*SOURCE PASSAGE*:
━━━━━━━━
Since a reduced back pressure provides an additional power and fuel saving to the engine, this is preferable by vehicle manufacturers. However, because of the severe limits imposed by environmental health protecting authorities upon the noise levels created by vehicles, it is not possible to reduce the back pressure to the atmospheric pressure except for racecars used in special raceways. This requires that  the exhaust muffler system consisting of intermediate and final mufflers in the exhaust line have to be built so as to yield sound intensity levels acceptable to environmental authorities. A muffler system operating more efficiently in general and reducing the noise level significantly will increase the back pressure. Therefore, vehicle manufacturers have to find an optimum solution between the back pressure and the sound intensity and apply it in their vehicles.

Today, various forms of the mufflers described below are mostly used for vehicles.

1. This is a traditional muffler, which is most commonly used. The frequency interference chamber allows the interference of sounds of varying frequencies to reduce the sound intensity. The flow from the inlet pipe to the outlet pipe is enabled through perforations. It is a system where the back pressure is high while the sound intensity is reduced most optimally. Whenever it is desirable to reduce the back pressure, this muffler is replaced with one of the following.
━━━━━━━━
*STORED ROWS*:
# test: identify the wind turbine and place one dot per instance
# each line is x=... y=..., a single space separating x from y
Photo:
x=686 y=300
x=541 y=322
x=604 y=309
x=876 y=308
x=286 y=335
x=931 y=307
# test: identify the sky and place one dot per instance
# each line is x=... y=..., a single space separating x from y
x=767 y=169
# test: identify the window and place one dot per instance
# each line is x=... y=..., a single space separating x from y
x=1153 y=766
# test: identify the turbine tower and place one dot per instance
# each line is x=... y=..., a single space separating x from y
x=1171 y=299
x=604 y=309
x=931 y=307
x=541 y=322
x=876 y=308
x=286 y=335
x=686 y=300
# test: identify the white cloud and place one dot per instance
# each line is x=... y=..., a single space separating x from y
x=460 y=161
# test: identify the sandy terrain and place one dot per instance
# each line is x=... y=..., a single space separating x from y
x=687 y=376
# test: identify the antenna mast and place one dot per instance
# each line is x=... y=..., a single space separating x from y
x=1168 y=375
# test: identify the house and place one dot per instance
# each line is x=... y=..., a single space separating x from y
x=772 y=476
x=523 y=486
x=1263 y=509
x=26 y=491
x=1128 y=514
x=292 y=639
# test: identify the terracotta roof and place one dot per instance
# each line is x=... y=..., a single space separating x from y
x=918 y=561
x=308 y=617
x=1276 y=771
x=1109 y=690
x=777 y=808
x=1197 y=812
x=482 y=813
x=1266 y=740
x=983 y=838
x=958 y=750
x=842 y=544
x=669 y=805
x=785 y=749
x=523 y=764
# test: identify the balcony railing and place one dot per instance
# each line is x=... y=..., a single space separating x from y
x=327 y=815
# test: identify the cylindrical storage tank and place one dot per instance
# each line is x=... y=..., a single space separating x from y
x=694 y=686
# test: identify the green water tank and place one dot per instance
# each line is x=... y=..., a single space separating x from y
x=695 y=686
━━━━━━━━
*EXERCISE PROMPT*:
Reproduce word for word the part of the muffler passage above that begins at the words "1. This is a" and stops after the words "of the following.".

*EXERCISE RESULT*:
1. This is a traditional muffler, which is most commonly used. The frequency interference chamber allows the interference of sounds of varying frequencies to reduce the sound intensity. The flow from the inlet pipe to the outlet pipe is enabled through perforations. It is a system where the back pressure is high while the sound intensity is reduced most optimally. Whenever it is desirable to reduce the back pressure, this muffler is replaced with one of the following.